Короткая задача 1:
Сколько англичан, согласно фрагменту о Фуксе и советском атомном проекте, работало в Лос-Аламосской лаборатории?
Короткая задача 2:
Определите, в каких строках записей встречается слово «window», и выпишите каждую такую строку полностью.

Естествен вопрос, как повлияла информация Фукса на решение Сталина дать жизнь советскому атомному проекту. Мне кажется, эта информация могла играть для Сталина очень важную политическую роль. Техническая сторона уступала ее политическому значению. Очень часто, когда пишут о Фуксе, не понимают именно этой важной разницы.

Другой вопрос имеет уже техническую окраску: можно ли провести сопоставление во времени передаваемой Фуксом информации с прогрессом советского атомного проекта? Обращает на себя внимание интересный факт. Когда во время войны с советской стороны задавали Фуксу вопросы, почти все они были безграмотны с точки зрения физики. Любопытно, кому они принадлежали? Я просто не могу поверить, что они предлагались Курчатовым, Харитоном или Зельдовичем. И мы знаем, что после 1945 года Фуксу задавали уже очень специфические, очень точные вопросы.

— И все-таки, насколько выиграл, по-вашему, советский атомный проект благодаря разведке?

— Когда я старался оценить выигрыш, который принесла Советскому Союзу информация Фукса, я обратился к опыту послевоенной Англии. В Лос-Аламосской лаборатории работало около 20 англичан. И когда после войны сотрудничество в области атомного оружия между Англией и США прекратилось, все они, включая Фукса, в 1946 году, то есть через год после испытания атомного оружия в США, вернулись на Родину и включились в работу по созданию английской атомной бомбы. И все-таки англичанам при их весьма высоком уровне промышленности и технологии было очень трудно. Несмотря на высокую информированность, множество проблем пришлось решать самостоятельно. Конечно, у СССР было меньше информации извне, чем у Англии. Так что вы должны были пройти гораздо больший и очень трудный путь. (Первая британская атомная бомба была взорвана на три года позже советской. — Ю.С.).

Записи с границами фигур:
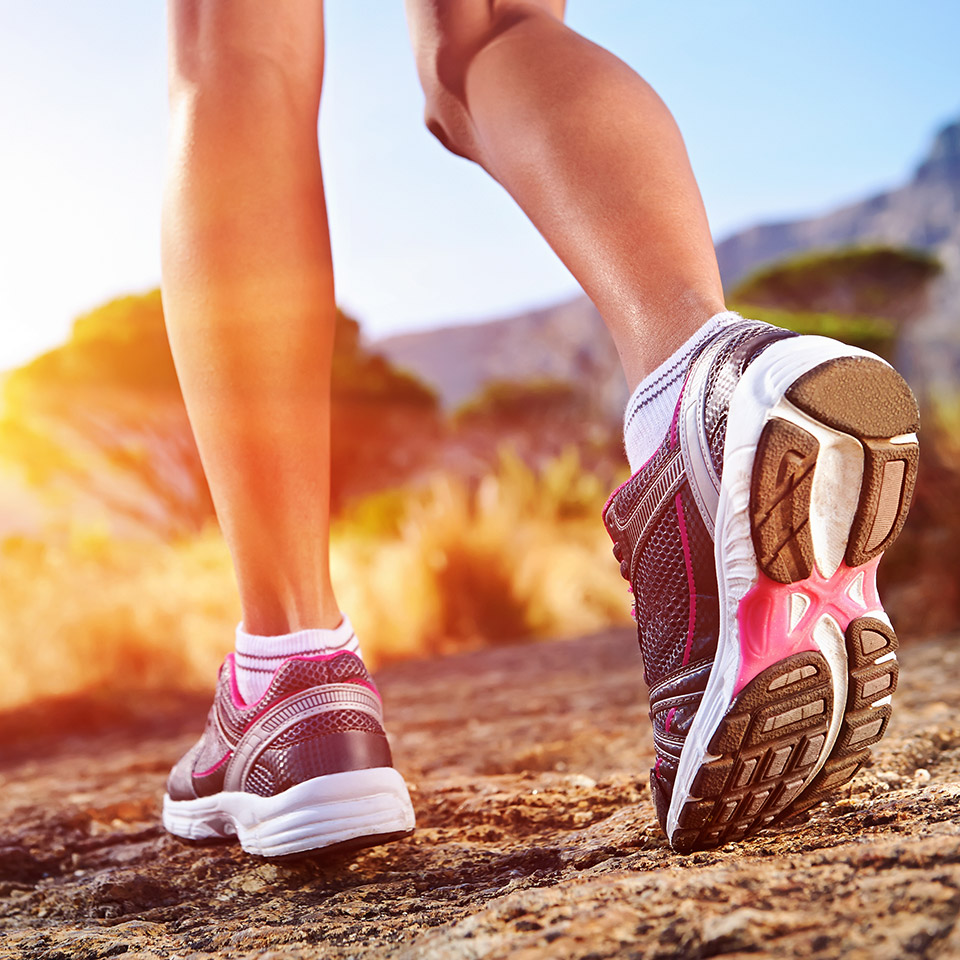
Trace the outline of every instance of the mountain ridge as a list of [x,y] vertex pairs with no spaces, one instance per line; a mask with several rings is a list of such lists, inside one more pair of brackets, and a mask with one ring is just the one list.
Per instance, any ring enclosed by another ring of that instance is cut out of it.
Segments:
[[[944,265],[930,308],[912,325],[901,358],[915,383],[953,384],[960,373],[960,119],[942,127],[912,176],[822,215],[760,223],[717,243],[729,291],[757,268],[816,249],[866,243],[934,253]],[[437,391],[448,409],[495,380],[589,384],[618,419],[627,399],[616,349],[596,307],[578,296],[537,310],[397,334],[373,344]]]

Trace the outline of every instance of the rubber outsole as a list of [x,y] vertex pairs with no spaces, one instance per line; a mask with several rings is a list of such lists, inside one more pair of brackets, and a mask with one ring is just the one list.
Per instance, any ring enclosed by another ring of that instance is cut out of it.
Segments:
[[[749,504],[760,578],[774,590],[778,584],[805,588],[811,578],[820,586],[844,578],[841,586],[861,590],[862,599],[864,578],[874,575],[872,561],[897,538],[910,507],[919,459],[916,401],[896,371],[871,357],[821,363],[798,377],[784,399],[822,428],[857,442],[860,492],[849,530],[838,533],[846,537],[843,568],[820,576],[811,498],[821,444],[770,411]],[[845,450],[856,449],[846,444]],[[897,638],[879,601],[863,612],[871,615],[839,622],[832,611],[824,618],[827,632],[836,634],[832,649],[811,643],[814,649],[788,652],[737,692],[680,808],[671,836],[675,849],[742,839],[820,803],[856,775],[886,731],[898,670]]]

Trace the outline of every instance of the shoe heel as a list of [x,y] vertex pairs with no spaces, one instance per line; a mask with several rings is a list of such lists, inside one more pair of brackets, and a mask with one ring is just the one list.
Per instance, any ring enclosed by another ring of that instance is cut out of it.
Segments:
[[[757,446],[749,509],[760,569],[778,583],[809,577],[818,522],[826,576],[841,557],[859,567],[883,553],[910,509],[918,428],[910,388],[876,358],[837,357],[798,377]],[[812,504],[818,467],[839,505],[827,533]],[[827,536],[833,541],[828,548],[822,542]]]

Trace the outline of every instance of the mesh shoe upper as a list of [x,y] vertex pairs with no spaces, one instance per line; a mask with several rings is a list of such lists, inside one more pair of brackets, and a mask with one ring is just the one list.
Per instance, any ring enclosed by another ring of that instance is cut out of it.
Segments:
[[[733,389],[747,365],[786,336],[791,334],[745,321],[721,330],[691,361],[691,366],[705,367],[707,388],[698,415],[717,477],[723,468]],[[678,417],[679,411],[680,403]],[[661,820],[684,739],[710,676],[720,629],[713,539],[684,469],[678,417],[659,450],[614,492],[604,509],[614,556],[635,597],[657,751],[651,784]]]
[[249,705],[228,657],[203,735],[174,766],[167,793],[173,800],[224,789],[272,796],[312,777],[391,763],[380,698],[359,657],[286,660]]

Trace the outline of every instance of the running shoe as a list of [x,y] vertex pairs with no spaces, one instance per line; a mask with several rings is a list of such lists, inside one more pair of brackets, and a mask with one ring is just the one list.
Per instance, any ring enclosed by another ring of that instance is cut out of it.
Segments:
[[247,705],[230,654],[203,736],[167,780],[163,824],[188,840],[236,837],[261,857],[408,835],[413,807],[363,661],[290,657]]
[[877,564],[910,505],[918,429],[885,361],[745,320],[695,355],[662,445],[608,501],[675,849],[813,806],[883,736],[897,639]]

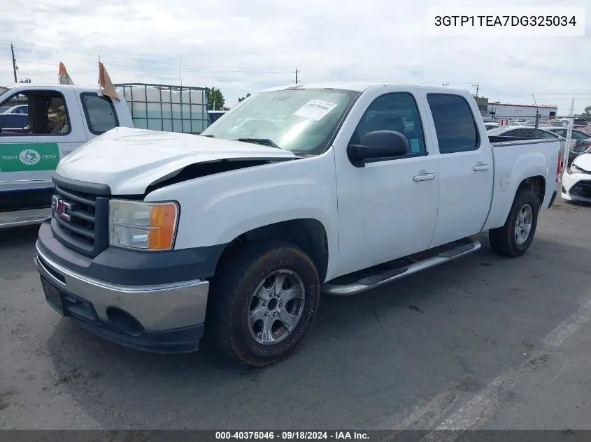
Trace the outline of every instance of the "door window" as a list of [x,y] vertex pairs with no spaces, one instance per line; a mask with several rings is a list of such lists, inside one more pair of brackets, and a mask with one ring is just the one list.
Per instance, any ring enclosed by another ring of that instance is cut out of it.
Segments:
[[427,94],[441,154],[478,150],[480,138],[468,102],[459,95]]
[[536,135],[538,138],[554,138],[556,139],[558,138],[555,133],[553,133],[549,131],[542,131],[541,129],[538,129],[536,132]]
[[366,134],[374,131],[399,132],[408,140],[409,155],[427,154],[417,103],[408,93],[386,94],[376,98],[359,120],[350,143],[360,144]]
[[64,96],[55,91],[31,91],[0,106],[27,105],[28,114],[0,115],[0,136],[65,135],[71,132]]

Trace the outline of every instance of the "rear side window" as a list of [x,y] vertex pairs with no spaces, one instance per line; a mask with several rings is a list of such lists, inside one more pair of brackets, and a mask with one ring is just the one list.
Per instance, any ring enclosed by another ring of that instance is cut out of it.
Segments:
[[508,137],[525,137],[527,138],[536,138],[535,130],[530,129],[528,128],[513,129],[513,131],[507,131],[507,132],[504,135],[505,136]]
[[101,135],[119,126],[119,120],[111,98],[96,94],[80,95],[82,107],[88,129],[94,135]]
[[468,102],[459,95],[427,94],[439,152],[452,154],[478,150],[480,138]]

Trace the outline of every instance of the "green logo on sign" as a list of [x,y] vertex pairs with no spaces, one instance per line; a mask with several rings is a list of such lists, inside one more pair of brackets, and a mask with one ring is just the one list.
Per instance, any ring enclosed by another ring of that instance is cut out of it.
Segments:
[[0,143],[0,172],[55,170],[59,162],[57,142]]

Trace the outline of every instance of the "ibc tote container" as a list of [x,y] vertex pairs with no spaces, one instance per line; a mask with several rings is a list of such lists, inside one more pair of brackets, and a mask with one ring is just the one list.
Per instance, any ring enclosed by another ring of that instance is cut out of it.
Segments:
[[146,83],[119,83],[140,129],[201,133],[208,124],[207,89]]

* * *

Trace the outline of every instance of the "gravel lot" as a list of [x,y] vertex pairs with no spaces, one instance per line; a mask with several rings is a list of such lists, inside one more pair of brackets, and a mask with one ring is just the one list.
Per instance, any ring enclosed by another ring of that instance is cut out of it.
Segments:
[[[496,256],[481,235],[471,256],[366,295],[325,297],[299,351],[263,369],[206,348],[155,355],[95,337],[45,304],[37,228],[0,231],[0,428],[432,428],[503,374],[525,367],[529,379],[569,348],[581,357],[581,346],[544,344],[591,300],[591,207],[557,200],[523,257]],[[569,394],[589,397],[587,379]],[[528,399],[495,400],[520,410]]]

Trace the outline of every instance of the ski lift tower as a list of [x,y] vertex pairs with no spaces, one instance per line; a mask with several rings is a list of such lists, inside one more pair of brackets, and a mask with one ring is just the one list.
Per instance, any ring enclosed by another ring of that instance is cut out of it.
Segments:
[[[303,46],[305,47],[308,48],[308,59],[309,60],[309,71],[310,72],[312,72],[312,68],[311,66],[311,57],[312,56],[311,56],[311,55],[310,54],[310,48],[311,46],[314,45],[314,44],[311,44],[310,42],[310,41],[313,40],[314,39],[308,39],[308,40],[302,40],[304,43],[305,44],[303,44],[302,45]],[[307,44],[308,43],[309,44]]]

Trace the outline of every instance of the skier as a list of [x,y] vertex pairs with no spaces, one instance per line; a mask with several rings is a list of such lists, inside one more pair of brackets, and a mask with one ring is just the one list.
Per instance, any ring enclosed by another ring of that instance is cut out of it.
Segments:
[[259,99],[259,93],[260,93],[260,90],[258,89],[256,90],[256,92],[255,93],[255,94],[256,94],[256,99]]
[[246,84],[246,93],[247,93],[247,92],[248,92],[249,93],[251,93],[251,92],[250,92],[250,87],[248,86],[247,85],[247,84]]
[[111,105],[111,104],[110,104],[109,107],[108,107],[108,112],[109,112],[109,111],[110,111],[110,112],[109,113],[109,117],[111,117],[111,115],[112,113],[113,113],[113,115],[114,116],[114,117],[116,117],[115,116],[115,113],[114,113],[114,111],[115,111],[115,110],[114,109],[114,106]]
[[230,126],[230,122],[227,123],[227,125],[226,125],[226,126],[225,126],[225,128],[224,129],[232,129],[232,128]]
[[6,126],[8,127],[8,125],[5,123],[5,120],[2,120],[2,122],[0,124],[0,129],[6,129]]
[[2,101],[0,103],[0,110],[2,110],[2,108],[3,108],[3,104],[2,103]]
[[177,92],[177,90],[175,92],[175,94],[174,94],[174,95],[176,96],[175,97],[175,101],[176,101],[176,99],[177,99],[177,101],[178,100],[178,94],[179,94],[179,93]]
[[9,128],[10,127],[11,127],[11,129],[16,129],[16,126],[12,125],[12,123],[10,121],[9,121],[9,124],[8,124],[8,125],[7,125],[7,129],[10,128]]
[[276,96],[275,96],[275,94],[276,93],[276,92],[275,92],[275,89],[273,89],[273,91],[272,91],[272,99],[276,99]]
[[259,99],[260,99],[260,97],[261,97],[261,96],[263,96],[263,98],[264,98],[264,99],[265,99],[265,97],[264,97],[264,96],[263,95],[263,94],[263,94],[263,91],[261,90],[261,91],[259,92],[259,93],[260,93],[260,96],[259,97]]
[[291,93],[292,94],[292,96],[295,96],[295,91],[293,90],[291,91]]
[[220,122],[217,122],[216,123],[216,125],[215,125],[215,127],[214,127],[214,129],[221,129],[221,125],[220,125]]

---

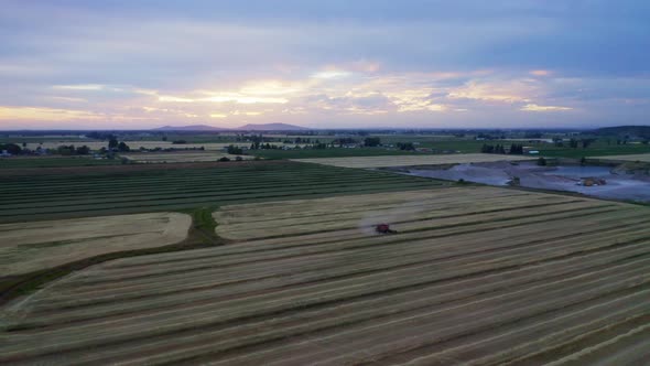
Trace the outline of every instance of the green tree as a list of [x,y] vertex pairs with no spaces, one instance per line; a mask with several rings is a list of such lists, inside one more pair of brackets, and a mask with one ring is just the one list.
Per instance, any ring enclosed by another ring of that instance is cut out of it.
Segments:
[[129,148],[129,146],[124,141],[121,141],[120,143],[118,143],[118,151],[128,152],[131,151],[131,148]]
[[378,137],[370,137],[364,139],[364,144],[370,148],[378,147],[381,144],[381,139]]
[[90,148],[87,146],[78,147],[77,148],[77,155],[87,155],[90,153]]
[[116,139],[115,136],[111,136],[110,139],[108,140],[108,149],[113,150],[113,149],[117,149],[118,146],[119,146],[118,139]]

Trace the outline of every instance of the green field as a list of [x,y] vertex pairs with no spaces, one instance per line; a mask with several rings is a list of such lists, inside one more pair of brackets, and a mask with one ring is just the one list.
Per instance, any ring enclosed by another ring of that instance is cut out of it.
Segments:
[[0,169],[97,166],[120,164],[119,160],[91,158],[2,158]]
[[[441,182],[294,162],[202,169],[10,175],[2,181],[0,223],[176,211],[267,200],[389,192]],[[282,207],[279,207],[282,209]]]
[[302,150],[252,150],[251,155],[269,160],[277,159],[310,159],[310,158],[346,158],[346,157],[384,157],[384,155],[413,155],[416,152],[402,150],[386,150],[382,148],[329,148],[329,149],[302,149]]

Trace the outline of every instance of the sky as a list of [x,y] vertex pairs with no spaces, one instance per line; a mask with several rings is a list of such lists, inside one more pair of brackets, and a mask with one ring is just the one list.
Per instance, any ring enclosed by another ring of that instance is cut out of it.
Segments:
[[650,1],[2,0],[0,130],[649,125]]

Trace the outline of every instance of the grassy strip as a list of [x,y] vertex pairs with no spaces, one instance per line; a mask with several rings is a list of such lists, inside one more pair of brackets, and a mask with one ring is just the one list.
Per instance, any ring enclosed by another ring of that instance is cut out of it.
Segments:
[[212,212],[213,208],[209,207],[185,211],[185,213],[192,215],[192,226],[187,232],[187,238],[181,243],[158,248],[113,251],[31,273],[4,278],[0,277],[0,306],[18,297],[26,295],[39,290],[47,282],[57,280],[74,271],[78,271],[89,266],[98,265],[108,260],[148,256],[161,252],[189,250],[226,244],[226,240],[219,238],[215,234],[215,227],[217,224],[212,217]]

Ответ 1:
Около 20 англичан.

Ответ 2:
Trace the outline of every instance of the "door window" as a list of [x,y] vertex pairs with no spaces, one instance per line; a mask with several rings is a list of such lists, inside one more pair of brackets, and a mask with one ring is just the one list.
Trace the outline of every instance of the "rear side window" as a list of [x,y] vertex pairs with no spaces, one instance per line; a mask with several rings is a list of such lists, inside one more pair of brackets, and a mask with one ring is just the one list.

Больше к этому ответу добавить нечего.